■ WHAT YOU HAVE TO DO:
Nothing in the data may be altered; the answer is a verbatim copy of it.

■ DATA FOR REVIEW:

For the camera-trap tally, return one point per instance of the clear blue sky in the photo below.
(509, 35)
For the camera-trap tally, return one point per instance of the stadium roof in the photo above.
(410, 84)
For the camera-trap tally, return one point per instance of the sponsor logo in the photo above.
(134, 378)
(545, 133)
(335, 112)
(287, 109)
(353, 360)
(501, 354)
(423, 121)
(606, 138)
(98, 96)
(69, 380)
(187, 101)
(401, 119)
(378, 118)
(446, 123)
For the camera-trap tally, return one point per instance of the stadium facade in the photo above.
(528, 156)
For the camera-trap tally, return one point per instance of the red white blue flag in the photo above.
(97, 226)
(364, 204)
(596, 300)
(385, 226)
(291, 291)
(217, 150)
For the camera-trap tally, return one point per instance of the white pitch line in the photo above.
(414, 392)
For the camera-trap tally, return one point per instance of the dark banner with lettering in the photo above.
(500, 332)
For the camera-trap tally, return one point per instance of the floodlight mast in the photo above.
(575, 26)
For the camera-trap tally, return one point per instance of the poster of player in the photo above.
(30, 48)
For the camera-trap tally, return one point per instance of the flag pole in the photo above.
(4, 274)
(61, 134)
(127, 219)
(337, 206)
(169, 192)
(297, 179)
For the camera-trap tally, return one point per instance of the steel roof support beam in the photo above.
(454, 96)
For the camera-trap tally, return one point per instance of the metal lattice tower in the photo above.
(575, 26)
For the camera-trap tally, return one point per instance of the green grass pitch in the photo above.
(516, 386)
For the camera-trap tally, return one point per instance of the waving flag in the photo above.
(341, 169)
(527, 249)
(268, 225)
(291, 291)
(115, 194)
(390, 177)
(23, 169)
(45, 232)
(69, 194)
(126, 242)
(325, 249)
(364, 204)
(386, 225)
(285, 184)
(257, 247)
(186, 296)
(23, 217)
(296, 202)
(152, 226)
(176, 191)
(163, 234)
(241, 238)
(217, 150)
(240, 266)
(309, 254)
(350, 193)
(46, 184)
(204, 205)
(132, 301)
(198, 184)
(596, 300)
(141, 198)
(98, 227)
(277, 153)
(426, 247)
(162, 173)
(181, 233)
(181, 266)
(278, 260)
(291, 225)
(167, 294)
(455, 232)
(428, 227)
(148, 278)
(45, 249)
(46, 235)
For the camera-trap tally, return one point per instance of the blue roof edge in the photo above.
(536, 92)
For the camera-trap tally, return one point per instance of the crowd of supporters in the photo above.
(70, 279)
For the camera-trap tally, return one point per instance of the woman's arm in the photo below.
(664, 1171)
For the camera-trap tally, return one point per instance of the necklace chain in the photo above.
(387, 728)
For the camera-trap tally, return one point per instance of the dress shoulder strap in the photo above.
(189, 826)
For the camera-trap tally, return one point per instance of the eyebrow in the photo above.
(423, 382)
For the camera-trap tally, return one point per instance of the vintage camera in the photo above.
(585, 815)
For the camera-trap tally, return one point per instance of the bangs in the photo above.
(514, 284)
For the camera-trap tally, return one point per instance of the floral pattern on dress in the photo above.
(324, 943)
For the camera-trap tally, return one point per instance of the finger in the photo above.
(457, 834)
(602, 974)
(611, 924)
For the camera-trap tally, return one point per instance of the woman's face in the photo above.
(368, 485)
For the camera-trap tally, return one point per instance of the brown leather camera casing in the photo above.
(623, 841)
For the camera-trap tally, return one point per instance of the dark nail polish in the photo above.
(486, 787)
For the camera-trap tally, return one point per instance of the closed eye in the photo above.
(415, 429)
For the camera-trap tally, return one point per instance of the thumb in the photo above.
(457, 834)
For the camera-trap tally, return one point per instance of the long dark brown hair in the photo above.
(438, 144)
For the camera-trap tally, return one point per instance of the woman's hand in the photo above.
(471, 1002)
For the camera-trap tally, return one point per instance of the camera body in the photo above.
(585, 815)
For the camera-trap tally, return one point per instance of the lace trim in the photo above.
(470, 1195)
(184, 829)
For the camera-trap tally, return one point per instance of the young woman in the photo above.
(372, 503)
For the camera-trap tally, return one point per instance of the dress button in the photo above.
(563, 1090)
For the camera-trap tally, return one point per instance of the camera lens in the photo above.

■ EXERCISE RESPONSE:
For the camera-trap tally, return one point per instance of the clear blue sky in the photo below.
(509, 35)
For the camera-trap tally, return one point per instance of the stadium roof in the photo above.
(410, 84)
For the camera-trap tally, return one point per instance of the sponsor logo in the photo above.
(134, 378)
(545, 133)
(335, 112)
(287, 109)
(353, 360)
(501, 354)
(423, 121)
(606, 138)
(98, 96)
(69, 380)
(187, 101)
(401, 119)
(378, 118)
(446, 123)
For the camera-trap tally, return one point per instance of the stadium facade in the photo above.
(528, 156)
For the camera-trap tally, return one point per instance of the red white blue flag in the photo above.
(97, 226)
(364, 204)
(596, 300)
(385, 226)
(291, 291)
(217, 150)
For the camera-trap tally, return one point per instance of the white pitch line in the photo above.
(414, 392)
For the camera-trap tally, return one point per instance of the dark banner with lettering in the photo above.
(500, 332)
For the camera-trap tally, return one point per instance of the floodlight mast in the photo above.
(575, 26)
For the camera-trap tally, return one point per instance of the poster of player in the photo above.
(30, 48)
For the camera-trap tally, return one point per instance of the flag pole in the photo above.
(4, 274)
(61, 134)
(127, 219)
(337, 206)
(169, 192)
(297, 179)
For the camera-trap tally, return one point per instance of the steel roof support beam in the photo above.
(454, 96)
For the camera-trap tally, return one point per instance of the metal lattice tower in the photo above.
(575, 26)
For the camera-trap tally, return one point per instance of the green grass pitch in the photo above.
(516, 386)
For the camera-trap tally, return one point per instance of the waving flag in the photo above.
(341, 169)
(527, 249)
(268, 225)
(291, 291)
(115, 194)
(390, 177)
(23, 169)
(45, 232)
(69, 194)
(126, 242)
(325, 249)
(364, 204)
(386, 225)
(285, 184)
(257, 247)
(186, 296)
(23, 217)
(296, 202)
(152, 226)
(176, 191)
(163, 234)
(241, 238)
(217, 150)
(240, 266)
(309, 254)
(350, 193)
(46, 184)
(204, 205)
(132, 301)
(198, 184)
(596, 300)
(141, 198)
(98, 227)
(277, 153)
(426, 247)
(162, 173)
(181, 233)
(181, 266)
(278, 260)
(291, 225)
(167, 294)
(455, 232)
(428, 227)
(148, 278)
(45, 249)
(46, 235)
For the camera-trap tally, return one point per instance of the blue roof edge in the photo above.
(536, 92)
For the camera-trap tally, return one point per instance of the crowd of supporters in the photo above.
(70, 279)
For the camera-trap tally, return one point per instance of the woman's arm in the photo below.
(664, 1171)
For the camera-trap tally, return one point per instance of the necklace chain in the photo above.
(387, 728)
For the camera-trap tally, return one point per instance of the dress shoulder strap in the photo above.
(189, 826)
For the camera-trap tally, return one point per instance of the eyebrow in the photo above.
(423, 382)
For the camera-trap tally, return one point per instance of the vintage camera in the photo above.
(585, 815)
For the camera-trap tally, return one point per instance of the bangs in the photo above.
(514, 284)
For the camera-trap tally, return one point per instance of the floral pattern on dress in the photo above.
(324, 943)
For the camera-trap tally, return one point per instance of the finger in the photo above.
(457, 834)
(602, 974)
(611, 924)
For the camera-trap tally, return one point per instance of the woman's face in the photo above.
(368, 485)
For the camera-trap tally, return one point per instance of the brown leather camera casing in the photo above.
(623, 841)
For the camera-trap tally, return one point per instance of the dark nail polish in the photo above.
(486, 787)
For the camera-trap tally, return one point per instance of the closed eye in the photo above.
(415, 429)
For the camera-trap tally, return one point per instance of the thumb in the photo above.
(457, 834)
For the camera-trap tally, return one point per instance of the long dark brown hair in the photo above.
(438, 144)
For the camera-trap tally, return one point per instance of the woman's hand in the photo above.
(471, 1002)
For the camera-trap tally, return one point per instance of the camera body in the photo above.
(585, 815)
For the camera-trap tally, return one point per instance of the lace trim in the photo above.
(470, 1195)
(184, 829)
For the camera-trap tally, return one point per instance of the young woman in the photo above.
(372, 503)
For the camera-trap tally, return one point per instance of the dress button in the photo above.
(563, 1090)
For the camera-trap tally, return one point per instance of the camera lens in the photo above.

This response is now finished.